▶ YOUR TASK
Answer these questions about the court passage on Vicario's FLSA claim below, each in a short phrase or sentence:
(a) Why is Vicario not similarly situated to the rest of the proposed members of the collective action?
(b) Which case is cited as permitting late opt-ins to join a collective action?
(c) Which court has not issued an order stating that all late opt-ins are part of the Kress action?
═══ PROVIDED TEXT ═══
Commisso's proposed amendment provides that Vicario brings the FLSA action "on behalf of himself and a collective class consisting of all persons who [among other things] have not opted into [Kress]." PAC ¶ 25. Vicario, however, has opted in to Kress, and no motion to exclude him has been made. He is therefore not similarly situated to the rest of the proposed members of the collective action. Cf., e.g., Romero v. H.B. Auto. Grp., Inc., No. 11 Civ. 386, 2012 U.S. Dist. LEXIS 61151, at *41 (S.D.N.Y. May 1, 2012) (finding that a named plaintiff was not similarly situated to the putative opt-ins because she had no FLSA claim).
Commisso argues that, because Vicario filed his consent to opt in to the Kress action after the deadline to do so, he is not properly part of that action. A late filing, however, does not necessarily bar participation in a collective action. See, e.g., Ayers v. SGS Control Servs., Inc., Nos. 03 Civ. 9078, 06 Civ. 7111, 2007 U.S. Dist. LEXIS 76539, at *15-17 (S.D.N.Y. Oct. 9, 2007) (permitting late opt-ins to nevertheless join the collective action). Commisso further argues that Vicario's place in the Kress action is not secure because the Eastern District of California has not issued an order stating that all late opt-ins are part of the action, so Vicario needed to protect his FLSA claim by bringing it here. We are not as worried about the safety of Vicario's place in Kress as Commisso professes to be.
═══ EXTRACTED ENTRIES ═══
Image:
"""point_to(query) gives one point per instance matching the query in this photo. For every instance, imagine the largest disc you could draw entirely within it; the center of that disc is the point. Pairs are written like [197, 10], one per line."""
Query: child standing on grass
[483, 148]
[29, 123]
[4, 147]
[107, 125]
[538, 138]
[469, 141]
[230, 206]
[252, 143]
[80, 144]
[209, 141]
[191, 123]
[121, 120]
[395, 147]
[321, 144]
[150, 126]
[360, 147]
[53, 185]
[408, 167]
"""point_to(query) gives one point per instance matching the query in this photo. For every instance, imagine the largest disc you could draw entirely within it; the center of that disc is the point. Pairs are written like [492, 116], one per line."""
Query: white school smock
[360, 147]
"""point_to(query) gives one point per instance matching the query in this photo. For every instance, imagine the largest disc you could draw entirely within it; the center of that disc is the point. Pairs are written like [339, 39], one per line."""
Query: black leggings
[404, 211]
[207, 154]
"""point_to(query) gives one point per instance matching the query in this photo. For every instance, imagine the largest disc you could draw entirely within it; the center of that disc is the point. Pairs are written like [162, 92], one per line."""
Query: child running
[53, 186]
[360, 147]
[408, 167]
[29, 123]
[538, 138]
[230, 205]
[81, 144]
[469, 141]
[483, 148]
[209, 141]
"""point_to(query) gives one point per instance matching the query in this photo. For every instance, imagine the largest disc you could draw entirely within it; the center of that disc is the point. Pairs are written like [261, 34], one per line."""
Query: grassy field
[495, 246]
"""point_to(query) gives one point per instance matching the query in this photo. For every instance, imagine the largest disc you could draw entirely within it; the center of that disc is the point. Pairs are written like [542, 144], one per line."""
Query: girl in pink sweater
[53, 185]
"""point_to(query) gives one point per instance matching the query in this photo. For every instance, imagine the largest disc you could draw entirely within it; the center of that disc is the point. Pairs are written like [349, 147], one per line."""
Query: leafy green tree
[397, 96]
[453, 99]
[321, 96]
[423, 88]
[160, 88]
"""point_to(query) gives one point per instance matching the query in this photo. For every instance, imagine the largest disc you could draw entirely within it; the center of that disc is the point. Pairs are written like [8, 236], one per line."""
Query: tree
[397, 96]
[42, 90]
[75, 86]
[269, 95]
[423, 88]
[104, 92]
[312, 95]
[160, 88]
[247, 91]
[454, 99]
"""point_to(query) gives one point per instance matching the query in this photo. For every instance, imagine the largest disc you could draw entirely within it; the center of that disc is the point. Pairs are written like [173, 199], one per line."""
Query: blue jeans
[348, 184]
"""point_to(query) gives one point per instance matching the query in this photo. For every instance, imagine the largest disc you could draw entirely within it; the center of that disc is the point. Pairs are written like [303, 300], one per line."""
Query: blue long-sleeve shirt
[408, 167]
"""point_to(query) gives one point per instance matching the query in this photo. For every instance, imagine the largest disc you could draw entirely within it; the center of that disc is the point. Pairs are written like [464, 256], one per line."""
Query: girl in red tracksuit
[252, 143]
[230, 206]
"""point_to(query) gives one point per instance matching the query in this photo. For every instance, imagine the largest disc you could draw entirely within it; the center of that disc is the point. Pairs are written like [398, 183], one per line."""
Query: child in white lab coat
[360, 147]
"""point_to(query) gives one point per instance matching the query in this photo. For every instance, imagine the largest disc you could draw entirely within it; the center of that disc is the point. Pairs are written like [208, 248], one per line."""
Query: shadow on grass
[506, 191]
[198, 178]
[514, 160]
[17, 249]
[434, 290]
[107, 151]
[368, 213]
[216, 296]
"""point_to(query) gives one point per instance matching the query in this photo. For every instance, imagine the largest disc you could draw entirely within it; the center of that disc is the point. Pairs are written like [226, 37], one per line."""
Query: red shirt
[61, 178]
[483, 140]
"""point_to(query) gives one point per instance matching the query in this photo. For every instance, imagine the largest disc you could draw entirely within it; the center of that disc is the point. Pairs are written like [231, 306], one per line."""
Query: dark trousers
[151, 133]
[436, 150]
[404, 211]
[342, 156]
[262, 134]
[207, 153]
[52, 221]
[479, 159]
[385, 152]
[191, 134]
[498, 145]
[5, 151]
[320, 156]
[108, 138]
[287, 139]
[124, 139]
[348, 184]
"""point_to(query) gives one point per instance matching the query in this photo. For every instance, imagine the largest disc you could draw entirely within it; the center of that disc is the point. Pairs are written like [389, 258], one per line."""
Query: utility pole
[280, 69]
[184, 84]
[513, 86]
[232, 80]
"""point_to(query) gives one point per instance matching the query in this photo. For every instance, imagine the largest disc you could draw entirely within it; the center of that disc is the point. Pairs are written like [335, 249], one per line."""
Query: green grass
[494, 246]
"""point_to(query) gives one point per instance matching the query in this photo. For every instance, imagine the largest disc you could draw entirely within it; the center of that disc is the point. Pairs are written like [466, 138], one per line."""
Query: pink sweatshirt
═══
▶ FINAL ANSWER
(a) He has opted in to Kress, and no motion to exclude him has been made.
(b) Ayers v. SGS Control Servs., Inc.
(c) The Eastern District of California.